Collection entries
■ ■ ■
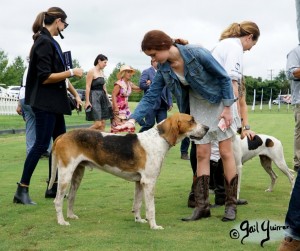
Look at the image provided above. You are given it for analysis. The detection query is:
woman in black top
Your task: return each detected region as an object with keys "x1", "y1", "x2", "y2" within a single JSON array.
[
  {"x1": 85, "y1": 54, "x2": 113, "y2": 131},
  {"x1": 13, "y1": 7, "x2": 83, "y2": 205}
]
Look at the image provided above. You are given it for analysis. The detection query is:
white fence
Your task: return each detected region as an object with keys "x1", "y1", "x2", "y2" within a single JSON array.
[{"x1": 0, "y1": 96, "x2": 18, "y2": 115}]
■ ■ ■
ASSIGNMENT: Leaving the pictures out, transcribe the entries above exactly as written.

EXPECTED OUTPUT:
Look at the image provided above. You are given it for analysis. The detection query is:
woman in black top
Your task: return each detected region as an object with keys "x1", "y1", "x2", "y2" within a single JSON array.
[
  {"x1": 85, "y1": 54, "x2": 113, "y2": 131},
  {"x1": 13, "y1": 7, "x2": 83, "y2": 205}
]
Look at the image provided above. You are given it for analysis. The detection query is:
white fence
Your task: return each detected region as an object with keys "x1", "y1", "x2", "y2" within a single JSON array.
[{"x1": 0, "y1": 96, "x2": 18, "y2": 115}]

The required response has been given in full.